GOME Electrical Appliances Holding Limited (国美电器 in Chinese)() changed its name to GOME Retail Holdings Ltd.. It is one of the largest privately owned electrical appliance retailers in mainland China and Hong Kong. It was founded by Wong Kwong Yu (Huang Guangyu), a Chinese businessman, in Beijing in 1987. Its brand name "GOME" was first adopted in 1993. Since 1999, it has developed outside Beijing and established retail outlets in other Chinese cities. It was listed on the Hong Kong Stock Exchange in 2004. As of 2008 Wong is the chairperson, the controlling shareholder, and the director. The company is incorporated in Bermuda.

History
In 1987 GOME's first electrical appliance retail outlet was opened in Beijing. In 1999 the company expanded outside of Beijing to Tianjin. In 2004, GOME was selected as one of the "Key and Strategically Important Enterprises" in China by the Ministry of Commerce. In 2006 the company merged with China Paradise.

(Point labeling dataset excerpts)
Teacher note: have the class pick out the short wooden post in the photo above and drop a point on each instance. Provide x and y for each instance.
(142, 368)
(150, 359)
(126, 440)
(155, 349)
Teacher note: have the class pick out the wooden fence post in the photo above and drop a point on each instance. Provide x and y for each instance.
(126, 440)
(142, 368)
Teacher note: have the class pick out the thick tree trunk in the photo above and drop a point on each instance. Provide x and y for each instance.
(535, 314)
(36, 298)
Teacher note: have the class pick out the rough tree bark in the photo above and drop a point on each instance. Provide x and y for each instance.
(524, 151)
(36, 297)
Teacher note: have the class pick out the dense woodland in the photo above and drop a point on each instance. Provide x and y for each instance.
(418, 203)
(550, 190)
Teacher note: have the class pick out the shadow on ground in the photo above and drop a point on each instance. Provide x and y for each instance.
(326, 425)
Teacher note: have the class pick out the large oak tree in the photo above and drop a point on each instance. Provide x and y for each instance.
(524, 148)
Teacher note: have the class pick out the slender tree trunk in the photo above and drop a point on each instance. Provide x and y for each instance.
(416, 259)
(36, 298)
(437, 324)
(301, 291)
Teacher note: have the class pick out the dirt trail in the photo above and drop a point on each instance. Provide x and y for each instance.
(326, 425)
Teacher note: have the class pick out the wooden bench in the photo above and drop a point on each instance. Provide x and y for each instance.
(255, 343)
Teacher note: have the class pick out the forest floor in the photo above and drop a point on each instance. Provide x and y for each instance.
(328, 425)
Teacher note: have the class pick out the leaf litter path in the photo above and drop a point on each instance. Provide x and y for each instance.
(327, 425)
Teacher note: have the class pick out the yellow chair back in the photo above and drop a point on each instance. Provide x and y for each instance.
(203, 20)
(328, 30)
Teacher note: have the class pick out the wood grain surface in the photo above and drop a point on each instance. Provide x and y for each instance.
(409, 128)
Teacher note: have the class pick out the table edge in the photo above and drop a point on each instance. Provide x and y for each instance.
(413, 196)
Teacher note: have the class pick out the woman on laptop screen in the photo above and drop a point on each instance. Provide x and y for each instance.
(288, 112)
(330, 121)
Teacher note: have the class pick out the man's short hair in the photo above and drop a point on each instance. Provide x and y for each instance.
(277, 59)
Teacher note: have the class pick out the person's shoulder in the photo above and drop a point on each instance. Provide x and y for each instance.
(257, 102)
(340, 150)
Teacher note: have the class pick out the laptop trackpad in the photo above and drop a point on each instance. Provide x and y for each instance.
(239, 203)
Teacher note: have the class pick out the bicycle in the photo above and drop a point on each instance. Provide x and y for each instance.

What you are asked to do:
According to the text about GOME, in what year was the brand name "GOME" first adopted?

Result of this task:
1993